ЗАДАНИЕ 1:
Замените в записях «blond hair» на «fair hair» и приведите строки начиная со строки с «Indicate a point on each instance of the khaki» и до конца записей включительно, ничего больше не меняя.

ОТРЫВОК ДОКУМЕНТА:
==================================================

Среди всех выделяются два поэта, в них два - нет, больше, три поколения, три возраста. Державин и Пушкин, в их встрече «интрига» картины, но сущность ее - в человеке, в творимой и высказываемой им мысли, в неодолимости ее воздействия и в восторженности общения, какое она вызывает.
Через сорок лет после первой своей картины («Бурлаки»), где показано было, как мучительный подневольный труд убивает в людях самое высшее их достояние - мысль, через множество произведений, в которых великий художник много раз воплощал в человеческих глазах свечение мысли и тем самым степень одухотворенности личности, он создает композицию, целиком посвященную расцветанию мыслящего существа в образе поэта-гения, взволновавшего людей поэтическим словом. Картина овеяна радостным и, я бы сказал, гимническим настроением. Это уже далеко от мучительного раздумья Достоевского в портрете Перова и одинокого образа мыслителя-интеллигента у Крамского («Христос»). Пушкинской светлой мысли уже никому не заковать в цепи. В ней живет то, что общает, а не разделяет людей...

==================================================

ЗАДАНИЕ 2:
Перечислите все фамилии людей, которые упоминаются в отрывке о картине.

==================================================

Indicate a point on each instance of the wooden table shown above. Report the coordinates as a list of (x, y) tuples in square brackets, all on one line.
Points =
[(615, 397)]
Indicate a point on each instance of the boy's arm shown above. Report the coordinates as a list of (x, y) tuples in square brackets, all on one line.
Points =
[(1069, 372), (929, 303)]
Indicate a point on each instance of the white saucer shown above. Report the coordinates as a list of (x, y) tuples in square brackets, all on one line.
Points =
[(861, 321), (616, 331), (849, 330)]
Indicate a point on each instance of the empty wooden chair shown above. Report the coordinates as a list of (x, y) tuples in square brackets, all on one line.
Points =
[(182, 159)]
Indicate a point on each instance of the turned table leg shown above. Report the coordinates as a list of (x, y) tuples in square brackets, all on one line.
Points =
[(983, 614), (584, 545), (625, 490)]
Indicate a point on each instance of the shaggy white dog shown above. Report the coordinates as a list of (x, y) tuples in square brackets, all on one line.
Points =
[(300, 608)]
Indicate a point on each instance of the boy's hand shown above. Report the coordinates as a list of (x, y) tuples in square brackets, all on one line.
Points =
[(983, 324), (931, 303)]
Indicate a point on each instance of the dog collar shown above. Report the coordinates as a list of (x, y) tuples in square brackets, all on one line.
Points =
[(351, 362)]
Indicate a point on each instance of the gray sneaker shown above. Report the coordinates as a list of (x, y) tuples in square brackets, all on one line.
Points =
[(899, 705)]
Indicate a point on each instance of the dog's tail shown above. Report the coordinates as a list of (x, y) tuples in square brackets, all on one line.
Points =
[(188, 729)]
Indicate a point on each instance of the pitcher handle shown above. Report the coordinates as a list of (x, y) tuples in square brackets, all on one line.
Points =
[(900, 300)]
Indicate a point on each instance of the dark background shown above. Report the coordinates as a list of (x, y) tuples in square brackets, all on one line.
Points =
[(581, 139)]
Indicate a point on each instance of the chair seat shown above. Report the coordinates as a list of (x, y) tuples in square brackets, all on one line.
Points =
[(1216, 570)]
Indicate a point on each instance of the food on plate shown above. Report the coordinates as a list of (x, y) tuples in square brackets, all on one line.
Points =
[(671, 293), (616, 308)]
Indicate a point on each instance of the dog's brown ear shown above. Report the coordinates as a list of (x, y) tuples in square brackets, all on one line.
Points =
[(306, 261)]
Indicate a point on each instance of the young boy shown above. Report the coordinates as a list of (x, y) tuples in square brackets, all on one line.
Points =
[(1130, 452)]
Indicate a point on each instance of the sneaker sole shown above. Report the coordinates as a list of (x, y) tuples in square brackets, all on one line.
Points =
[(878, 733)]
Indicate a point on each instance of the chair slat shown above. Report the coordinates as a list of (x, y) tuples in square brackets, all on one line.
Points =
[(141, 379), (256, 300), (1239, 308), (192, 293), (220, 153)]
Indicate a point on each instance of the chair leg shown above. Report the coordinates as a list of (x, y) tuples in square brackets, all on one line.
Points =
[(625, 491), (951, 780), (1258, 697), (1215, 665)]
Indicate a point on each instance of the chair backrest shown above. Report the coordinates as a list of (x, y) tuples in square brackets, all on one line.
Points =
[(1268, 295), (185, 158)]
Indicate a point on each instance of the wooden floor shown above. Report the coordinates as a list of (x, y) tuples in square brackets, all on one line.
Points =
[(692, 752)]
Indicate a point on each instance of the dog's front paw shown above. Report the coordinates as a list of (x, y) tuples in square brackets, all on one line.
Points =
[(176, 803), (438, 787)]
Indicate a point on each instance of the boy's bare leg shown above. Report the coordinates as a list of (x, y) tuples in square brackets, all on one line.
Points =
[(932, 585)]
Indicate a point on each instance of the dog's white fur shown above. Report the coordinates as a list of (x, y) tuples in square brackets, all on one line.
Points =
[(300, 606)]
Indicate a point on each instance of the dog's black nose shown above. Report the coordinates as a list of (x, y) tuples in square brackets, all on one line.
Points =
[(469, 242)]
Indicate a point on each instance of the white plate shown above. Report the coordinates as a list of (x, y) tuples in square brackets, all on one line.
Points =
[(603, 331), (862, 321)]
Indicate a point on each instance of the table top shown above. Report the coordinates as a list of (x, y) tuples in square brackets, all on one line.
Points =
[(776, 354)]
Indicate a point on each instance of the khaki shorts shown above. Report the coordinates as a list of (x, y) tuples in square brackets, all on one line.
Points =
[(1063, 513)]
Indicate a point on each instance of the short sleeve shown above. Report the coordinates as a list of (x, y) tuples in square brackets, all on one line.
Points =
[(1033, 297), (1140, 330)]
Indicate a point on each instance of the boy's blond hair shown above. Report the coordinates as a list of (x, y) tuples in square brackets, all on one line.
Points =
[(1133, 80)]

==================================================

ОТВЕТ НА ЗАДАНИЕ 1:
Indicate a point on each instance of the khaki shorts shown above. Report the coordinates as a list of (x, y) tuples in square brackets, all on one line.
Points =
[(1063, 513)]
Indicate a point on each instance of the short sleeve shown above. Report the coordinates as a list of (x, y) tuples in square brackets, all on one line.
Points =
[(1033, 297), (1140, 330)]
Indicate a point on each instance of the boy's fair hair shown above. Report the coordinates as a list of (x, y) tuples in square brackets, all on one line.
Points =
[(1133, 80)]

ОТВЕТ НА ЗАДАНИЕ 2:
Державин, Пушкин, Достоевский, Перов, Крамской